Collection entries
** begin **

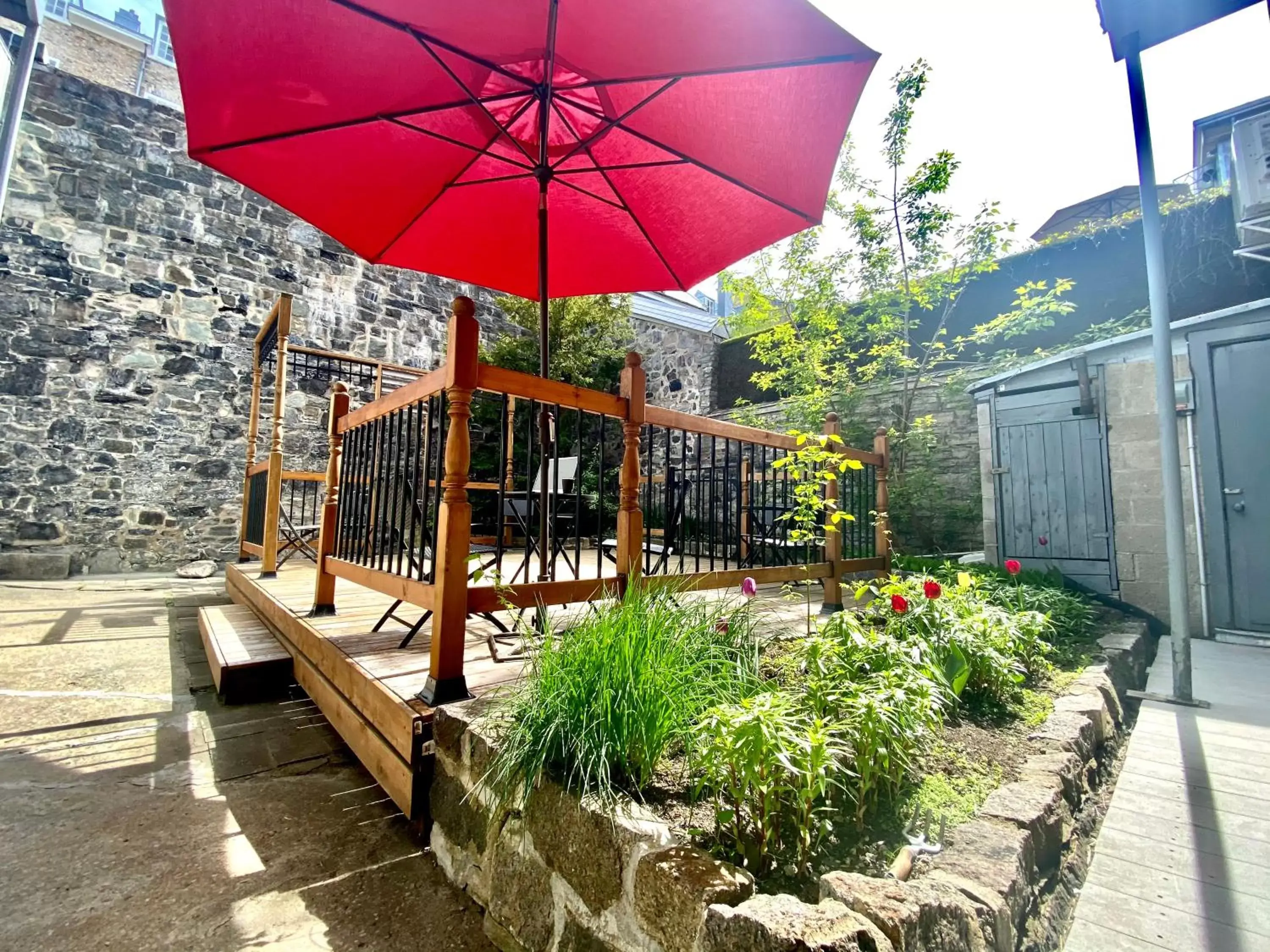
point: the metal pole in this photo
(1162, 349)
(14, 105)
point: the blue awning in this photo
(1156, 21)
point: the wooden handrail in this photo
(353, 358)
(710, 427)
(549, 391)
(413, 393)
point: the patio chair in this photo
(768, 537)
(296, 539)
(672, 530)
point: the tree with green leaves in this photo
(869, 304)
(588, 338)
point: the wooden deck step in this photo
(247, 662)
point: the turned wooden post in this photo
(253, 431)
(273, 498)
(324, 593)
(832, 593)
(446, 681)
(630, 520)
(882, 527)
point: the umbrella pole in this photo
(545, 423)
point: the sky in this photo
(1025, 93)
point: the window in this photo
(163, 42)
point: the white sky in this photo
(1028, 97)
(1027, 93)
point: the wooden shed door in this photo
(1052, 485)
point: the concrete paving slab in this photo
(121, 823)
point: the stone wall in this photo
(1137, 489)
(950, 522)
(680, 365)
(133, 283)
(567, 875)
(106, 61)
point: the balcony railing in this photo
(446, 474)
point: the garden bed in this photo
(750, 766)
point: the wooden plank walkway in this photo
(243, 655)
(1183, 861)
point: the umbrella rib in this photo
(619, 168)
(701, 165)
(472, 96)
(484, 150)
(599, 198)
(417, 33)
(432, 202)
(488, 182)
(347, 124)
(727, 70)
(610, 124)
(458, 143)
(625, 206)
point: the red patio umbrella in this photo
(667, 138)
(647, 143)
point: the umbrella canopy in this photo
(667, 138)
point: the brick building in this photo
(124, 52)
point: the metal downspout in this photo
(1206, 630)
(1162, 349)
(16, 102)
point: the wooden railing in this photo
(633, 490)
(281, 506)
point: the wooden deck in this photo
(364, 683)
(1183, 861)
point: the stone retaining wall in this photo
(568, 876)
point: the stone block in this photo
(1061, 770)
(588, 845)
(35, 565)
(520, 893)
(467, 825)
(1038, 808)
(1096, 677)
(1065, 730)
(917, 916)
(577, 937)
(783, 923)
(994, 865)
(1089, 701)
(674, 889)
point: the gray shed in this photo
(1070, 462)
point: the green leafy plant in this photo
(771, 770)
(606, 699)
(816, 462)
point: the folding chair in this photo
(672, 530)
(296, 539)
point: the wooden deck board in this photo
(243, 654)
(1183, 860)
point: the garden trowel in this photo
(920, 843)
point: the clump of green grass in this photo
(605, 700)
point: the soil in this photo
(977, 752)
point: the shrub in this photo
(1070, 612)
(977, 647)
(773, 770)
(604, 701)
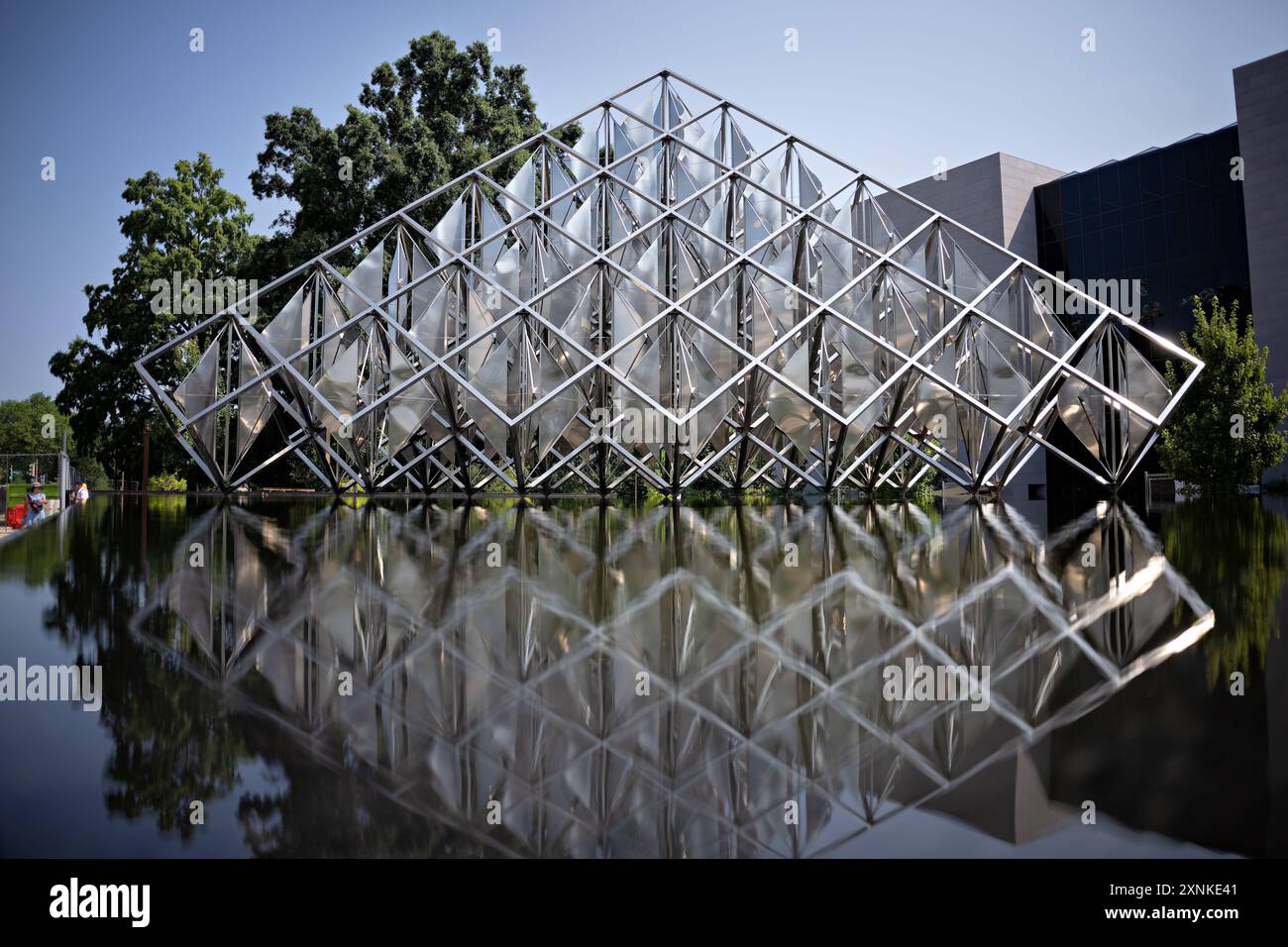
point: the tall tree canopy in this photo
(1225, 432)
(426, 119)
(185, 224)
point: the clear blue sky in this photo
(111, 89)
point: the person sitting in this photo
(35, 504)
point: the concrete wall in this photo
(1261, 102)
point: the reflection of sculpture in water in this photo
(664, 682)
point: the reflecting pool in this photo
(583, 680)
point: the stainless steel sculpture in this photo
(678, 295)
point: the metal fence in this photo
(50, 470)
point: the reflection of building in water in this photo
(673, 682)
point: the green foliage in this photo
(24, 428)
(167, 483)
(428, 118)
(1198, 446)
(185, 224)
(1235, 553)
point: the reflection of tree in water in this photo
(174, 740)
(170, 742)
(314, 812)
(1235, 553)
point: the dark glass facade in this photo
(1171, 218)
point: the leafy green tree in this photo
(185, 224)
(430, 116)
(1225, 432)
(37, 425)
(33, 425)
(1234, 549)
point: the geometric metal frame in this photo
(670, 300)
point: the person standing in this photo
(35, 504)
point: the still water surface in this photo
(575, 680)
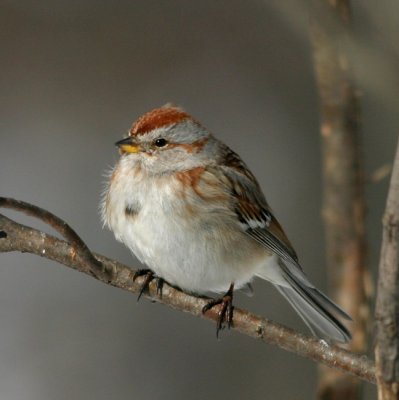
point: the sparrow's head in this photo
(167, 140)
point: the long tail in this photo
(316, 309)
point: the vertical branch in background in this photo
(344, 204)
(387, 307)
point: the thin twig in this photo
(387, 306)
(60, 226)
(22, 238)
(344, 206)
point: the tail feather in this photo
(316, 309)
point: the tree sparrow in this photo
(189, 209)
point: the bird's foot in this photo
(226, 309)
(149, 276)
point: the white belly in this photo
(194, 248)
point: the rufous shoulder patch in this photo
(158, 118)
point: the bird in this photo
(193, 213)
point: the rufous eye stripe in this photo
(158, 118)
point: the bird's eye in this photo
(160, 142)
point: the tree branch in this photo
(344, 207)
(17, 237)
(387, 306)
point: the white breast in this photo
(179, 236)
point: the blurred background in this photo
(73, 76)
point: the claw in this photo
(149, 276)
(226, 310)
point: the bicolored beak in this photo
(128, 145)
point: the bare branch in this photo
(387, 307)
(344, 206)
(17, 237)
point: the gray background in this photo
(74, 75)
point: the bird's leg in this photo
(226, 310)
(149, 276)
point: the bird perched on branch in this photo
(190, 209)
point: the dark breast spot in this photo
(132, 210)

** end **

WHAT THIS TASK INVOLVES: Copy the material starting at the line containing "point: the gray background in this photo" and ending at the last line of the material, both ends included.

RESULT OF THE TASK:
point: the gray background in this photo
(74, 75)
point: the bird's leg in this photo
(226, 310)
(149, 276)
point: the bird perched on branch in this photo
(190, 209)
point: the dark breast spot in this photo
(132, 210)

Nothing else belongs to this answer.